─── Stored data
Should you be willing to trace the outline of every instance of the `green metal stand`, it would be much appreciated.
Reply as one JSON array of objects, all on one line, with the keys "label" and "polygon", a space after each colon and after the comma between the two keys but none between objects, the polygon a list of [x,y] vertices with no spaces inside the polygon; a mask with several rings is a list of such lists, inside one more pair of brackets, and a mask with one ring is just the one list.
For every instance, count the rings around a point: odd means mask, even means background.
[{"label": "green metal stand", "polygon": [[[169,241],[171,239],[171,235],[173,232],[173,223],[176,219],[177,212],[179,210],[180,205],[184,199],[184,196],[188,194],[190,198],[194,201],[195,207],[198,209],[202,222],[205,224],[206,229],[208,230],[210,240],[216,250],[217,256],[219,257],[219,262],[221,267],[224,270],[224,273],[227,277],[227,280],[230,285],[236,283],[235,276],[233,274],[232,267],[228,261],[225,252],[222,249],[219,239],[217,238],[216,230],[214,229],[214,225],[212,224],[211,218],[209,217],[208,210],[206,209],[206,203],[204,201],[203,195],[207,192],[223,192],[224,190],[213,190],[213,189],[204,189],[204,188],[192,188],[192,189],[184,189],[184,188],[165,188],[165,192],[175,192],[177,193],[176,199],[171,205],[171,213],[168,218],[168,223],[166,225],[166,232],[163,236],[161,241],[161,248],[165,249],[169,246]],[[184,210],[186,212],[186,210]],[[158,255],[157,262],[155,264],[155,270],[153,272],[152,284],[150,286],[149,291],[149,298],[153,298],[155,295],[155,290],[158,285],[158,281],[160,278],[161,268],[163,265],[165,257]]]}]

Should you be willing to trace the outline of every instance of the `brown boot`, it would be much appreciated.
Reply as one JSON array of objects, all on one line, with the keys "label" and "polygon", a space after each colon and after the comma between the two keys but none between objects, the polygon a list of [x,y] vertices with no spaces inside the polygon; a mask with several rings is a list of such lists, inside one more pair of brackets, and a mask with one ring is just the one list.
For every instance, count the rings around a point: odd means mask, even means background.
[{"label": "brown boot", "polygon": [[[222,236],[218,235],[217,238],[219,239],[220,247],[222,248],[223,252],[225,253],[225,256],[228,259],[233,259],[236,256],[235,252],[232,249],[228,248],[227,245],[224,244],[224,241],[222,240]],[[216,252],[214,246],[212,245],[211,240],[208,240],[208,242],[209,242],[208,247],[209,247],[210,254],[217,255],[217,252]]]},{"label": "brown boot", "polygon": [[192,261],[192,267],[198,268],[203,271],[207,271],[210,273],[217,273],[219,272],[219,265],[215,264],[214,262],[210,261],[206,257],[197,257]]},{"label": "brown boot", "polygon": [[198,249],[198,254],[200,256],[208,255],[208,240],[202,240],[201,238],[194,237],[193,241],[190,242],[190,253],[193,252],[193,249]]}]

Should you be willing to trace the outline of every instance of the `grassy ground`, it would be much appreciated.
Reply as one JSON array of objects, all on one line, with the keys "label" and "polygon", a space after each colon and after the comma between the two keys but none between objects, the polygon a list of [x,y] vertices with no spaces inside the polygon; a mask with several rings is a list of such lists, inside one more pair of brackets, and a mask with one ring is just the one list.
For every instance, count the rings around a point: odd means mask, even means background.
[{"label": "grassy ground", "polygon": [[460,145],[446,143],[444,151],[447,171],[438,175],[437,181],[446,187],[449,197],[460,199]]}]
──────
• _What is required_: Please tally the lines in the rows above that contain the string "outline", treating uppercase and lowercase as different. Reply with the number alone.

• _Full solution_: 3